DESCRIPTION OF THE TASK:
Locate every line in the entries below that contains the string "repeat", and copy each such line in full. Matching is case-sensitive.

SUPPLIED DATA:
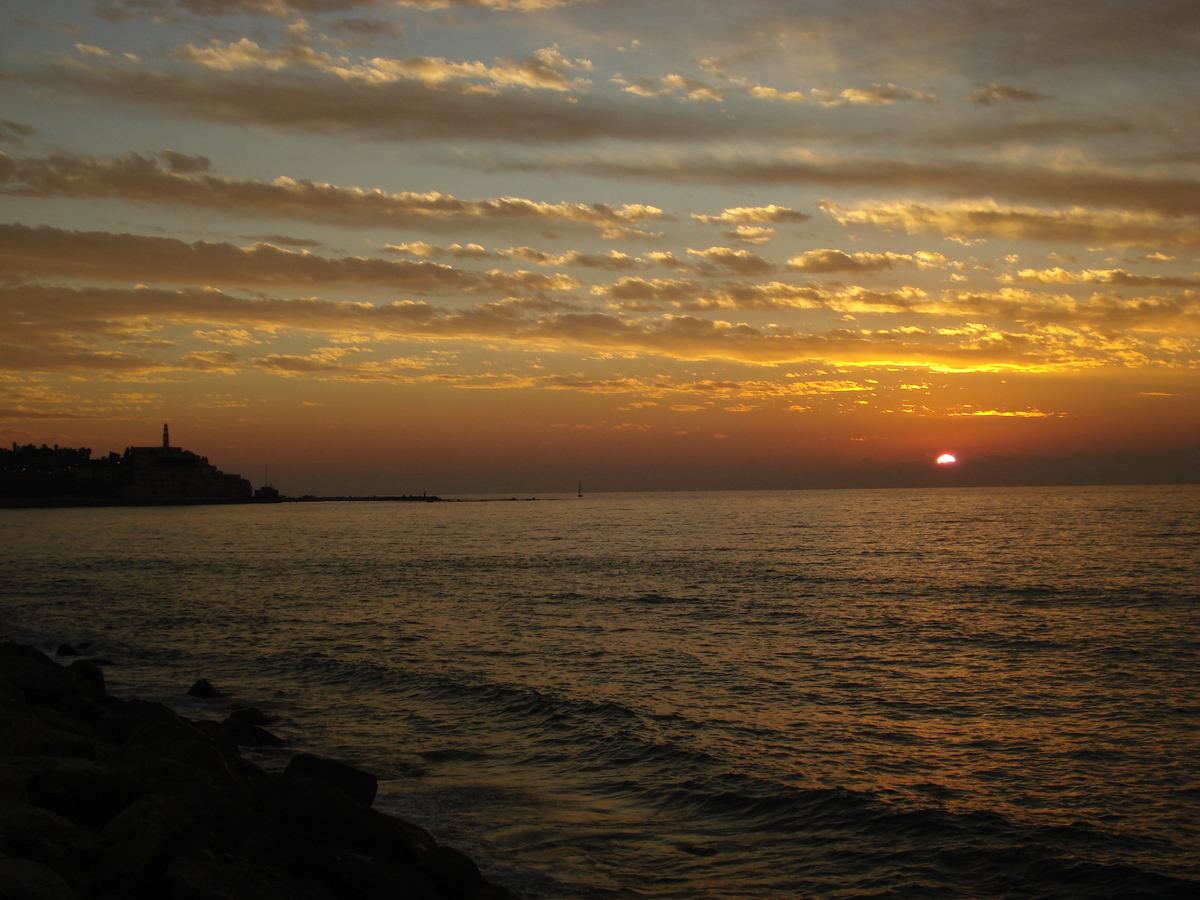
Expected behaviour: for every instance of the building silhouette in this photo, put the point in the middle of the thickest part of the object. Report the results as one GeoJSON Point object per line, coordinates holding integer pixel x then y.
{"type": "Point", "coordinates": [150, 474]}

==

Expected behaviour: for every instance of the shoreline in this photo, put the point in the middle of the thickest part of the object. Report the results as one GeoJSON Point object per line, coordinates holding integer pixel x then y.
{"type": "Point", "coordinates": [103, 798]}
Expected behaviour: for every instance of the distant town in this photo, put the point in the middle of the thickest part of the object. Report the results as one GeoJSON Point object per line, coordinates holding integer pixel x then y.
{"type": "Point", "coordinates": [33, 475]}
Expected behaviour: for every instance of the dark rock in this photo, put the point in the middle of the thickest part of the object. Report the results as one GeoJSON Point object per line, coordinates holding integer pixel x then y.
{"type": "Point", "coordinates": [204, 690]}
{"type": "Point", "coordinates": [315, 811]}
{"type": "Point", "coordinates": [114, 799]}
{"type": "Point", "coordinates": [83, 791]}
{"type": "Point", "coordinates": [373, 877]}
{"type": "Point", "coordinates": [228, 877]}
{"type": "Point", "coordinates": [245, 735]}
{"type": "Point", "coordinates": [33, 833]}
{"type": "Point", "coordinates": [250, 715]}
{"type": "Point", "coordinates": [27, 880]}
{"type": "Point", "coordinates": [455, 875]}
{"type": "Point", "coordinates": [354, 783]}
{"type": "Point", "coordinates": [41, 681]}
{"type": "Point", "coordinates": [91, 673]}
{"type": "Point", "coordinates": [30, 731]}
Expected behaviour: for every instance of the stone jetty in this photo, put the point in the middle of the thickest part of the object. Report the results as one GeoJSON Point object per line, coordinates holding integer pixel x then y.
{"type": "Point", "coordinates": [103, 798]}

...

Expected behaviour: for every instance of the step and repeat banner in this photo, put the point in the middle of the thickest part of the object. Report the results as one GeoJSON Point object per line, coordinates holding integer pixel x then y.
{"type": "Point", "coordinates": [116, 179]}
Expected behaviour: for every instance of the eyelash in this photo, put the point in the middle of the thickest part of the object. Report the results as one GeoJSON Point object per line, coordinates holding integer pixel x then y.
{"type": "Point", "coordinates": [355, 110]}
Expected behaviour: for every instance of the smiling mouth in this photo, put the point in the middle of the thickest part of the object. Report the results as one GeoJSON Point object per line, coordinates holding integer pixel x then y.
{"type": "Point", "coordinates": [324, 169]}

TASK RESPONSE:
Expected behaviour: for every instance of the step and repeat banner in this photo, put the point in the middle of the thickest part of the object. Report the results as one GeoJSON Point object per line, coordinates holding integer pixel x then y.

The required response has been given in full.